**AUFGABEN ZUR ÜBUNG**
A. Gib anhand des Textes zu den britischen Umsatzsteuerregeln an, seit welchem Datum in Großbritannien das Reverse-Charge-Verfahren für Bauleistungen gilt.
B. Gib aus dem Text zu den britischen Umsatzsteuerregeln den Abschnitt zwischen „Nach mehreren Verschiebungen“ und „Behörde übermittelt werden.“ einschließlich dieser beiden Stellen wortgetreu aus.

**VORLIEGENDER TEXT**
************
Nach mehreren Verschiebungen traten in Großbritannien mit 1. März 2021 nunmehr die Bestimmungen betreffend ein Inlands-Reverse-Charge-Verfahren für Bauleistungen in Kraft.  –  Des Weiteren werden mit Wirkung ab 1. April 2021 die Anforderungskriterien für den digitalen Umsatzsteuererklärungsprozess MTD (Making Tax Digital) verschärft. MTD erfordert, dass Unternehmen ihre Aufzeichnungen in digitaler Form führen und ihre Umsatzsteuerklärungen mittels MTD-kompatibler Software einreichen. Ziel der britischen Finanzbehörde ist es, Meldungen möglichst automatisch direkt aus dem Buchhaltungssystem der Steuerpflichtigen zu generieren. So sollen Daten über eine digitale Schnittstelle direkt an die britische Behörde übermittelt werden.

Reverse-Charge für Bauleistungen seit 1. März 2021

Die britische Steuergesetzgebung plante bereits seit 2017, ein Reverse-Charge-Verfahrens für den Bausektor einzuführen. Mit 1. März 2021 trat dieses mehrfach verschobene Verfahren nunmehr in Kraft. In unserem NL-Beitrag „GROSSBRITANNIEN | Bauleistungs-Reverse Charge erst ab 1.10.2020!“ vom 12.09.2019 haben wir Sie bereits über den Anwendungsbereich sowie über die Anwendungsvoraussetzungen informiert. Diese lassen sich wie folgt zusammenfassen: 

Anwendungsbereich 

Vom Anwendungsbereich umfasst sind sog. „construction operations“. Dieser Begriff findet auch im Bereich der britischen Bauabzugsteuer „CIS“ (Construction Industry Scheme) Anwendung. Davon erfasst sind insbesondere folgende Leistungen

  • Errichtung, Erweiterung, Abriss von Gebäuden oder Bauwerken;
  • Errichtung, Änderungen, Reparaturen von Teilen von Bauwerken (inkl. Straßen, Stromleitungen, Rohrleitungen, elektronische Kommunikationseinrichtungen, Industrieanlagen ua);
  • Installation von Heizungs-, Beleuchtungs-, Belüftungs-, Stromversorgungs-, Abwasser- oder Brandschutzsystemen in Gebäuden;
  • Innenreinigung von Gebäuden im Zuge der Erbringung von Bauleistungen an Gebäuden
  • Malereiarbeiten an Gebäuden;
  • Dienstleistungen, die eine wesentliche Voraussetzung zur Vorbereitung der oben beschriebenen Leistungen darstellen (zB Erdbewegungen, Tunnelbau, Legen von Fundamenten, Gerüstaufbau, Bau von Zufahrtsstraßen ua); 

Unterliegen die Leistungen der Bauabzugsteuer CIS, fällt grundsätzlich der gesamte Auftrag unter den Anwendungsbereich des Bauleistungs-Reverse-Charge-Verfahrens, sofern sämtliche Anwendungsvoraussetzungen erfüllt sind. Vom Anwendungsbereich NICHT erfasst sind hingegen beispielsweise die Herstellung und bloße Lieferung von Bau- oder Maschinenkomponenten, die Arbeit von Architekten oder auch die Überlassung von Arbeitskräften zur Ausführung einer Bauleistung. Erfolgt die Montage auf Werkvertragsbasis, kann die Erbringung von Bauleistungen unter das Reverse-Charge-Verfahren fallen.
************
**VORLIEGENDE DATEN**
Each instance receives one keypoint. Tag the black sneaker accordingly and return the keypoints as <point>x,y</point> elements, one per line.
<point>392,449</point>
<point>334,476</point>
************
**LÖSUNGSÜBERSICHT**
A. Seit dem 1. März 2021.

B.
Nach mehreren Verschiebungen traten in Großbritannien mit 1. März 2021 nunmehr die Bestimmungen betreffend ein Inlands-Reverse-Charge-Verfahren für Bauleistungen in Kraft.  –  Des Weiteren werden mit Wirkung ab 1. April 2021 die Anforderungskriterien für den digitalen Umsatzsteuererklärungsprozess MTD (Making Tax Digital) verschärft. MTD erfordert, dass Unternehmen ihre Aufzeichnungen in digitaler Form führen und ihre Umsatzsteuerklärungen mittels MTD-kompatibler Software einreichen. Ziel der britischen Finanzbehörde ist es, Meldungen möglichst automatisch direkt aus dem Buchhaltungssystem der Steuerpflichtigen zu generieren. So sollen Daten über eine digitale Schnittstelle direkt an die britische Behörde übermittelt werden.